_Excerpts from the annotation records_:
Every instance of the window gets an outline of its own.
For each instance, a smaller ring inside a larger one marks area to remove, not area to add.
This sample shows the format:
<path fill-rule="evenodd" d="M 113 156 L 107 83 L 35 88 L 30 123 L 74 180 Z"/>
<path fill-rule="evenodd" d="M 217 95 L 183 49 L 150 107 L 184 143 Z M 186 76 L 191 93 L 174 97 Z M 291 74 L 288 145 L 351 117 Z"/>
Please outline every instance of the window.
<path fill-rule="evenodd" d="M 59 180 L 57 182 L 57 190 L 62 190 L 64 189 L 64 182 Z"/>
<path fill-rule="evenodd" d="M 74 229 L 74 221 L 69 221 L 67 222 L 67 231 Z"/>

_SHORT PROBLEM_:
Edit the material above by replacing "window" with "door" wherever it appears, and leave everything else unchanged.

_EXPECTED OUTPUT_:
Every instance of the door gets an outline of its own.
For each instance, a smaller ring inside a larger one marks area to remove, not area to add.
This sample shows the format:
<path fill-rule="evenodd" d="M 113 156 L 107 83 L 35 88 L 30 123 L 74 180 Z"/>
<path fill-rule="evenodd" d="M 217 95 L 183 49 L 150 107 L 184 143 Z M 186 76 L 191 93 L 174 97 Z M 291 74 L 288 145 L 351 117 Z"/>
Please outline every instance of the door.
<path fill-rule="evenodd" d="M 59 180 L 57 182 L 57 190 L 62 190 L 64 189 L 64 182 Z"/>
<path fill-rule="evenodd" d="M 74 229 L 74 221 L 69 221 L 67 222 L 67 231 Z"/>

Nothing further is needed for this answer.